### REQUIREMENT 1:
Could you give the rows again, starting with the line that has "FIND black sky" and going on through the end of the rows, swapping "black" for "dark" and keeping everything else the same?
++++ SOURCE PASSAGE ++++
The Saturday Paper

JENNY VALENTISH

The rival bonfire societies of Lewes, East Sussex, vie to deliver the biggest spectacle of fireworks, costumed procession­s and burning effigies, in a working-class festival of rebellion, writes Jenny Valentish.

- JENNY VALENTISH is a journalist and the author of Woman of Substances, a book about addiction.

They say only when a wet dog barks under a gibbous moon may a stranger chance upon a ticket to the legendaril­y lunatic Lewes Bonfire – and only then from a local pub. Bad luck for anyone not living in East Sussex.

There are bonfire night celebratio­ns all over Britain, but Lewes goes hardest, with seven rivalrous bonfire societies and 60,000 spectators swelling the population by more than four times its usual size. The parades are pagan in origin, but later became political: the townsfolk burned effigies of popes and politician­s to remember the Gunpowder Plot of 1605 and the 17 Protestant martyrs who were burned at the stake in the 16th century. These days you’re also likely to see Boris Johnson, Nigel Farage and Harvey Weinstein in a bathrobe.

Every year in the run-up, Lewes transforms into the kind of macabre country fortress the English love to fear. Think of the Cumbrian-inspired fictional village of Royston Vasey in TV series The League of Gentlemen, or Simon Pegg’s depiction of a strange Gloucester­shire town in Hot Fuzz, or Scarfolk, the invention of graphic designer Richard Littler, who gleefully warps the grim public service announceme­nts of town councils in the 1970s to describe a destinatio­n that’s a death trap. Not to forget the villages in vintage folk-horror films such as The Wicker Man.

All three of my emails to the Lewes tourist informatio­n centre go unanswered. Even a year out, finding accommodat­ion in town through the usual booking sites is impossible, and taking public transport for a daytrip is not an option. By noon on the day, all trains will stop running into Lewes, with all the roads closing by 4pm. Sussex Police is urging people not to visit at all.

This only makes me more determined, so I hire a car in London and on bonfire morning drive into an already traffic-clogged Lewes. It’s a pretty market town, with an 11th-century castle, a cobbled hill and mediaeval buildings. Today the shops and restaurant­s are open for business, but boarded up. A man with straggly hair and a turquoise earring, standing on a street corner, sells me a ticket. Entry secured, I give up my hard-fought parking space and return to my lodgings, two towns south. Police are preparing to block the roads. Visitors will have to park three kilometres away and walk in.
++++ MATERIAL ++++
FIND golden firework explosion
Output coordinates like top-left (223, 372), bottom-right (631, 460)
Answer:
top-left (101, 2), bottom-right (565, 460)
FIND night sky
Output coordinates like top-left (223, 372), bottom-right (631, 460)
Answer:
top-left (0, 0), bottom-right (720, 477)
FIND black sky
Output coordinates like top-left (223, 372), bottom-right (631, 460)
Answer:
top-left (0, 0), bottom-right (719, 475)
++++
### REQUIREMENT 2:
How would you translate the sentence "Sussex Police is urging people not to visit at all." from the Lewes bonfire article into Spanish?

### COMPLETE RESPONSE 1:
FIND dark sky
Output coordinates like top-left (223, 372), bottom-right (631, 460)
Answer:
top-left (0, 0), bottom-right (719, 475)

### COMPLETE RESPONSE 2:
La Policía de Sussex está instando a la gente a que no vaya en absoluto.